◆ Data to process:
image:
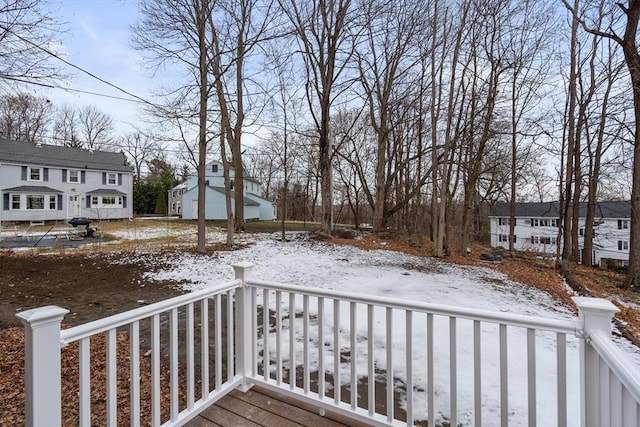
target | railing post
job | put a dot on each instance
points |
(42, 381)
(595, 314)
(244, 348)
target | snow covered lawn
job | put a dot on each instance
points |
(397, 275)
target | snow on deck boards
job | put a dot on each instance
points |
(262, 407)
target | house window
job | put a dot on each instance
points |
(15, 201)
(35, 202)
(35, 174)
(505, 221)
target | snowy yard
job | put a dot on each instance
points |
(397, 275)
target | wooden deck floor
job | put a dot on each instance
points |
(262, 407)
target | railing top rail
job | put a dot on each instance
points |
(101, 325)
(617, 361)
(525, 321)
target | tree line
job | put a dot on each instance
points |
(411, 114)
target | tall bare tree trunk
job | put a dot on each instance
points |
(201, 22)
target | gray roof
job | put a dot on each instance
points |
(621, 209)
(31, 189)
(106, 191)
(65, 157)
(247, 201)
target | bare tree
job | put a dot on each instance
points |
(24, 117)
(65, 127)
(95, 128)
(385, 60)
(237, 30)
(449, 32)
(178, 32)
(140, 148)
(326, 46)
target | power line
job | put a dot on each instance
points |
(77, 67)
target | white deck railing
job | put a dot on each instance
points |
(338, 351)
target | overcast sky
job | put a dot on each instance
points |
(98, 39)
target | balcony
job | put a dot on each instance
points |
(333, 351)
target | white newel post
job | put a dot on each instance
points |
(42, 365)
(595, 314)
(244, 348)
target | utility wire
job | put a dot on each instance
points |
(77, 67)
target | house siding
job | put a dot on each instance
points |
(72, 199)
(256, 208)
(539, 232)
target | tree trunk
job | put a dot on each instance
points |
(202, 127)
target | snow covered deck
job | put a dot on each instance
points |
(447, 364)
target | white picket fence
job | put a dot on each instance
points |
(338, 351)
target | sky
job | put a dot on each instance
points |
(98, 39)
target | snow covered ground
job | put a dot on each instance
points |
(397, 275)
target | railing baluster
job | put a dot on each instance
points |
(265, 333)
(431, 397)
(371, 377)
(292, 341)
(278, 337)
(254, 332)
(616, 402)
(531, 376)
(112, 379)
(354, 352)
(629, 408)
(453, 371)
(85, 381)
(321, 348)
(561, 362)
(217, 360)
(173, 362)
(336, 352)
(190, 357)
(155, 370)
(230, 344)
(604, 392)
(477, 373)
(389, 385)
(134, 380)
(409, 361)
(204, 347)
(504, 378)
(305, 344)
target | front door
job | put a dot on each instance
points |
(73, 209)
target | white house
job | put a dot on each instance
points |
(537, 229)
(255, 207)
(42, 182)
(174, 198)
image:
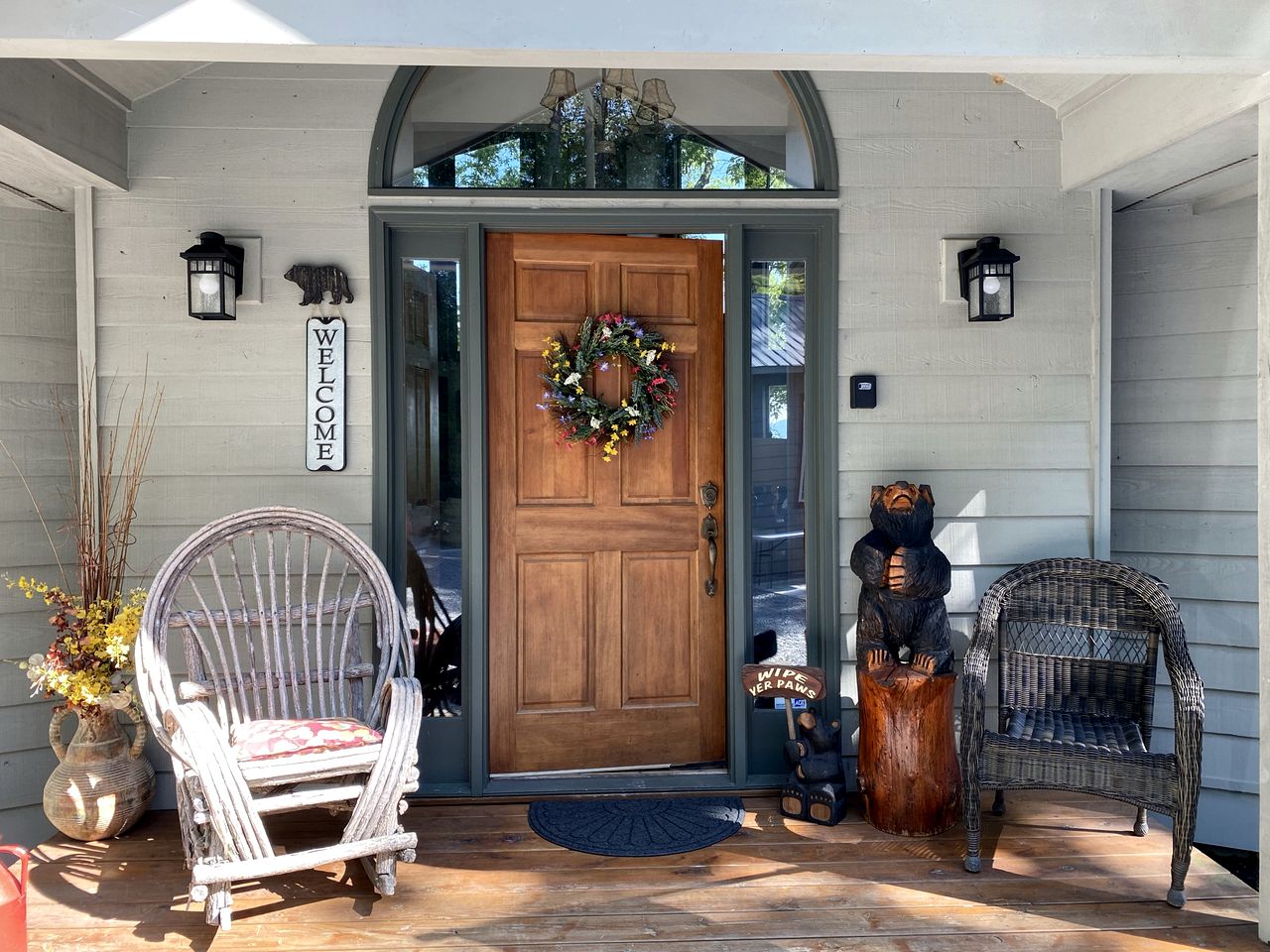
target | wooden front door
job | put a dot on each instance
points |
(604, 648)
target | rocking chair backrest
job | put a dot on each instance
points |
(1078, 642)
(272, 607)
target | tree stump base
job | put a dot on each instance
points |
(908, 774)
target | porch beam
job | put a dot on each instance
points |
(1264, 500)
(1021, 36)
(71, 132)
(1143, 116)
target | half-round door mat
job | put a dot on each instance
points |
(636, 826)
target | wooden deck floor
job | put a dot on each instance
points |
(1061, 874)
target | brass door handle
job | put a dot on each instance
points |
(710, 532)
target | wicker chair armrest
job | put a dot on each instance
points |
(1187, 683)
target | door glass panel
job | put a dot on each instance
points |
(434, 488)
(778, 312)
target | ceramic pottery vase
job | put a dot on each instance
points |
(103, 783)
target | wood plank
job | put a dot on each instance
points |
(992, 540)
(1211, 443)
(1185, 356)
(1223, 578)
(1203, 264)
(955, 399)
(1229, 398)
(1179, 225)
(1184, 534)
(943, 163)
(949, 209)
(1012, 349)
(940, 114)
(481, 884)
(1161, 312)
(964, 445)
(1202, 488)
(380, 930)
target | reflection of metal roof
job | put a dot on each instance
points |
(783, 344)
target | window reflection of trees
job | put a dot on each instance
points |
(593, 143)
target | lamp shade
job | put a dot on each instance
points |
(214, 278)
(619, 84)
(988, 280)
(656, 103)
(561, 85)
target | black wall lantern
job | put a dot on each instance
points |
(214, 278)
(988, 280)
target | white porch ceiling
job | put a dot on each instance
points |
(1209, 166)
(1064, 93)
(136, 79)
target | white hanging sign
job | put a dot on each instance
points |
(325, 425)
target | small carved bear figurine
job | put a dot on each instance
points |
(318, 280)
(905, 581)
(816, 789)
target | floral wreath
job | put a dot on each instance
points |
(583, 417)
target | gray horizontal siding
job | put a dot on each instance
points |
(1184, 470)
(37, 370)
(994, 416)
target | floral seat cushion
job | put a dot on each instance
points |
(258, 740)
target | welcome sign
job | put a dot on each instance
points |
(325, 424)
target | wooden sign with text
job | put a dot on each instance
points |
(324, 420)
(781, 680)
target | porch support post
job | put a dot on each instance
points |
(1264, 497)
(85, 312)
(1102, 208)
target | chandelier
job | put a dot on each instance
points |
(652, 100)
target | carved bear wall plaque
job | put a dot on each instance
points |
(905, 581)
(318, 280)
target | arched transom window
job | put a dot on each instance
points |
(574, 128)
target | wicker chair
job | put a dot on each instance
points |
(272, 607)
(1076, 644)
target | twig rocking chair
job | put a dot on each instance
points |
(277, 711)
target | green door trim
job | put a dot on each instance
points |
(458, 232)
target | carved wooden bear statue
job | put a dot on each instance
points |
(816, 788)
(905, 581)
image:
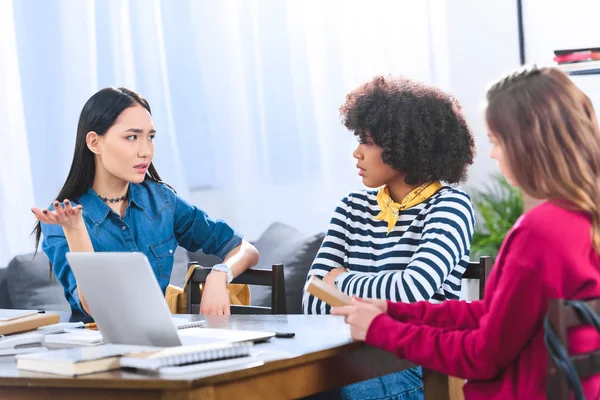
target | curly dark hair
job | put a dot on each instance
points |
(420, 128)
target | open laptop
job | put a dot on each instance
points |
(128, 305)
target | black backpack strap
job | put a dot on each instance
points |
(558, 351)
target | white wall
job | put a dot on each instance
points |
(462, 63)
(482, 40)
(552, 25)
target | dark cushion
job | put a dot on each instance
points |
(31, 286)
(279, 244)
(282, 244)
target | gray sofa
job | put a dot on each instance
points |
(27, 284)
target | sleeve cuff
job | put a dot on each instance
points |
(397, 310)
(234, 242)
(75, 295)
(341, 281)
(382, 331)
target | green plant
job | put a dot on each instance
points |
(497, 207)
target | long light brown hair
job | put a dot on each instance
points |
(550, 136)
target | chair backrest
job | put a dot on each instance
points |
(479, 270)
(262, 277)
(450, 387)
(563, 317)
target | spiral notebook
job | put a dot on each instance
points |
(185, 355)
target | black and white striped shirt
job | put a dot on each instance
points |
(422, 258)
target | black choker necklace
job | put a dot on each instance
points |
(113, 200)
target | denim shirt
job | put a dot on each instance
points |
(156, 221)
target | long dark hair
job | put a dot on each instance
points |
(98, 114)
(550, 135)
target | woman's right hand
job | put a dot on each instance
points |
(65, 215)
(380, 304)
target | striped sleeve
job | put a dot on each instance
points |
(332, 254)
(437, 265)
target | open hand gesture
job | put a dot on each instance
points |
(63, 214)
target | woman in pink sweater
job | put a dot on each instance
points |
(545, 138)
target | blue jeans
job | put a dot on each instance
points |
(403, 385)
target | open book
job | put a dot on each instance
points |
(32, 341)
(15, 321)
(76, 361)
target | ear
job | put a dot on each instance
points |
(92, 140)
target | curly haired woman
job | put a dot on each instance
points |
(409, 239)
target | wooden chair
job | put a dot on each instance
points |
(479, 270)
(261, 277)
(440, 386)
(563, 317)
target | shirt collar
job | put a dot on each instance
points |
(98, 210)
(135, 196)
(93, 206)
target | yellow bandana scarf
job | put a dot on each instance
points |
(390, 210)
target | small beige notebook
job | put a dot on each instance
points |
(328, 293)
(77, 361)
(26, 322)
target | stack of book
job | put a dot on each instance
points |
(584, 61)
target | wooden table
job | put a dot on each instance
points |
(322, 357)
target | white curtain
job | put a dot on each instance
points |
(244, 93)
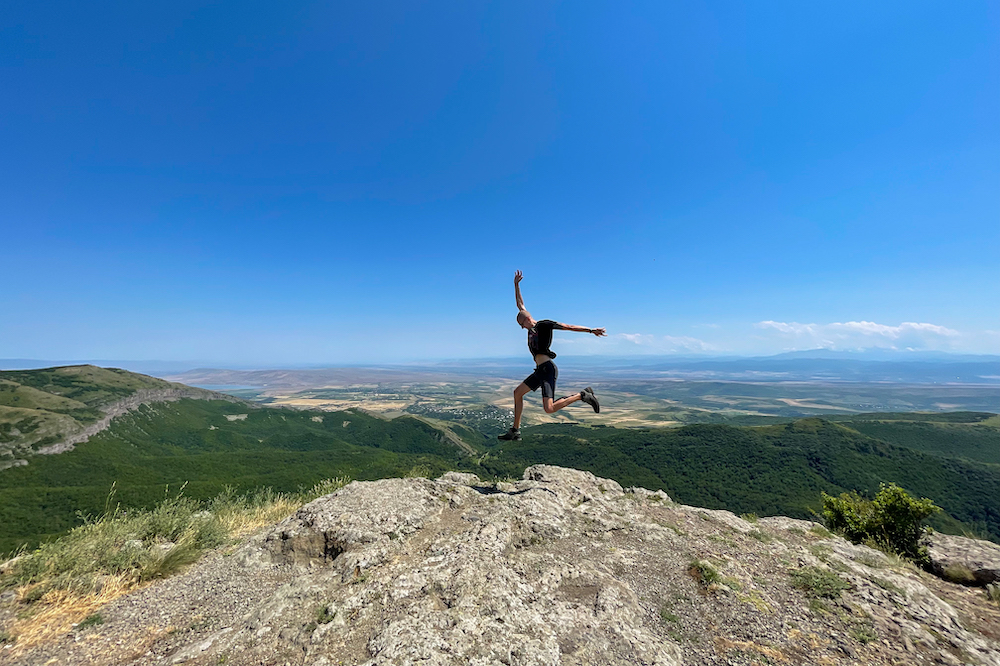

◆ Goal:
Count the lines in the data above that contain the string "notebook", with uppercase and lowercase treated as different. Reply with only the number.

◆ Complete answer:
2